À compléter -
a – D'après l'entretien sur la production de riz de l'Office du Niger, quelle production maximale de riz paddy la zone peut-elle atteindre cette année ?
b – Poursuivez l'entretien sur la production de riz de l'Office du Niger à partir de la dernière phrase.

━━ Texte fourni

Sahelagriculture.com: L’Office du Niger qui produit environ un peu plus de 40% de la production nationale vise cette année une production de 800 000 tonnes de riz paddy. Peut-on espérer une telle production ?

Faleri Bolly: Non. La production de la zone office du Niger ne peut atteindre malheureusement qu’une production maximum de 400 000 tonnes de riz paddy. Cela s’explique par le manque d’engrais, certains producteurs qui devraient avoir 2 sacs d’engrais à l’hectare n’ont reçu qu’un seul. Il y a eu ensuite des pluies diluviennes qui ont inondé les champs au moment des fleuraisons des plantes, donc les fleurs étaient emportées par les eaux. Le troisième problème qui s’est posé à nous, c’est l’attaque de nos champs par une nouvelle maladie qui s’appelle pyricularios. A cela s’ajoute des zones qui n’ont pas été cultivés à cause de l’insécurité.

Et dans les autres zones de productions de riz au Mali ?

━━━━
━━ Extrait des données

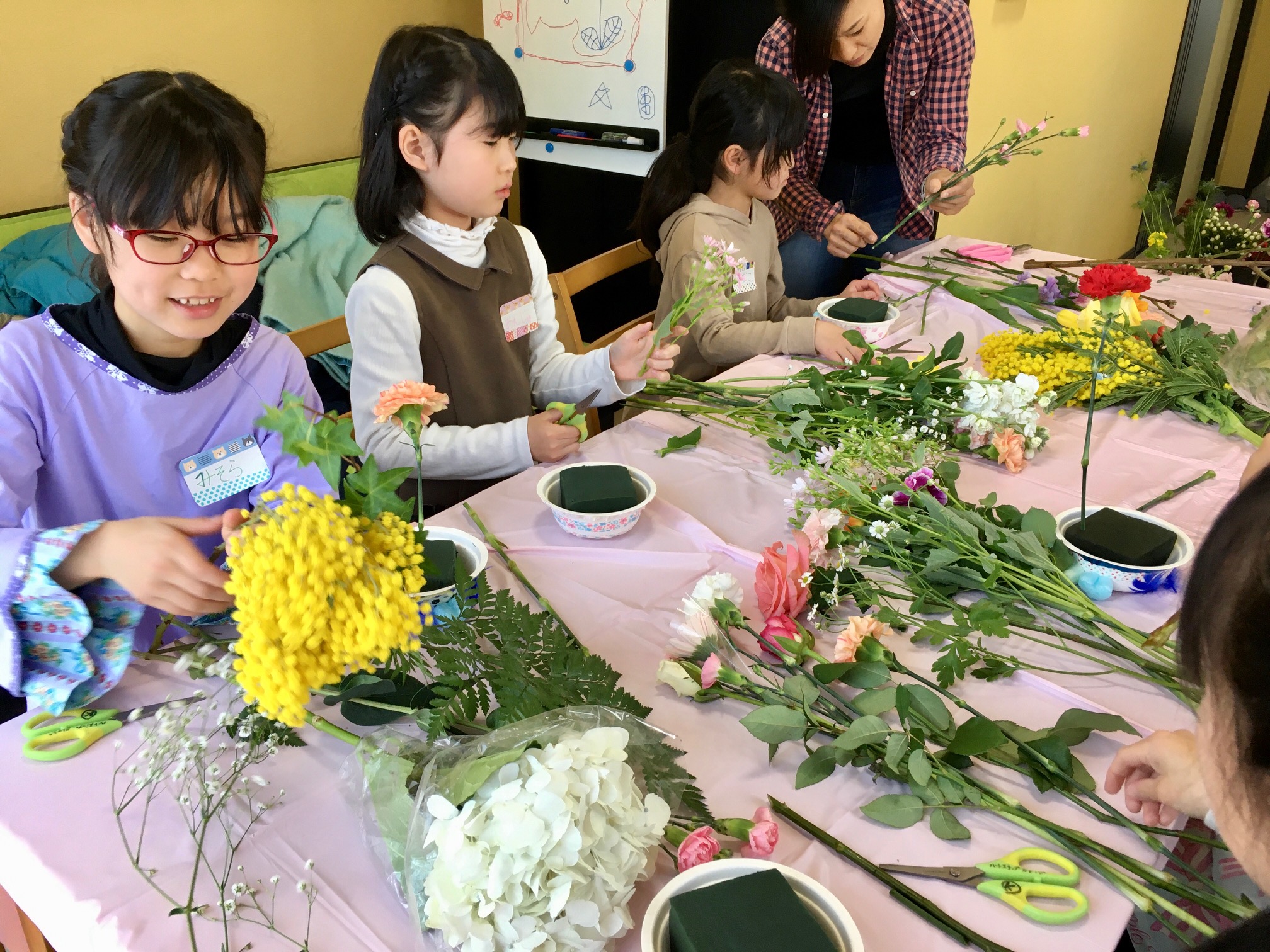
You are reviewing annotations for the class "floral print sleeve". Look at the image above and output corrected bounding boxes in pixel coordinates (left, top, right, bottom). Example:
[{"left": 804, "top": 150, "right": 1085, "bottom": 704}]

━━━━

Corrigés des exercices -
a – Elle ne peut atteindre qu'une production maximale de 400 000 tonnes de riz paddy.

b –
Dans la zone de la région de Sikasso, à Kléna les inondations ont également détruit les champs de riz, mais à Niéna, la situation semble être sous contrôle. Dans les autres localités, comme à Selingué dans la région de Koulikoro, les champs semblent être bon, mais attention à la maladie est là. A Baguineda, cette même maladie de pyricularios a été signalée, mais la première récolte est bonne. Dans la région de Kayes la production de riz s’équilibre, et la grande satisfaction vient des champs des régions de Mopti et Tombouctou qui sont sur la bonne voie.

Dans la zone office du Niger, certains champs ont été détruit par des hommes armés l’an passé. Des producteurs ont perdu leur récolte. Comment vous gérez cette situation ?

Nous sommes dans un processus permanent de médiation entre les banques et les producteurs victimes de l’insécurité. Il y a des producteurs qui avaient contracté jusqu’à 5 millions de crédit avec des banques et aujourd’hui ils sont dans l’incapacité de rembourser les banques. Cette année, ces mêmes villageois avaient trouvé un compromis avec les djihadistes afin de sauver leurs champs. Mais malheureusement, les dozos étaient venus chasser ces villageois et finalement ils n’ont pas pu cultiver leurs champs cette année.

Le gouvernement s’appuie sur une loi d’orientation agricole pour développer les cultures. Est-ce que la filière riz tire son épingle du jeu ?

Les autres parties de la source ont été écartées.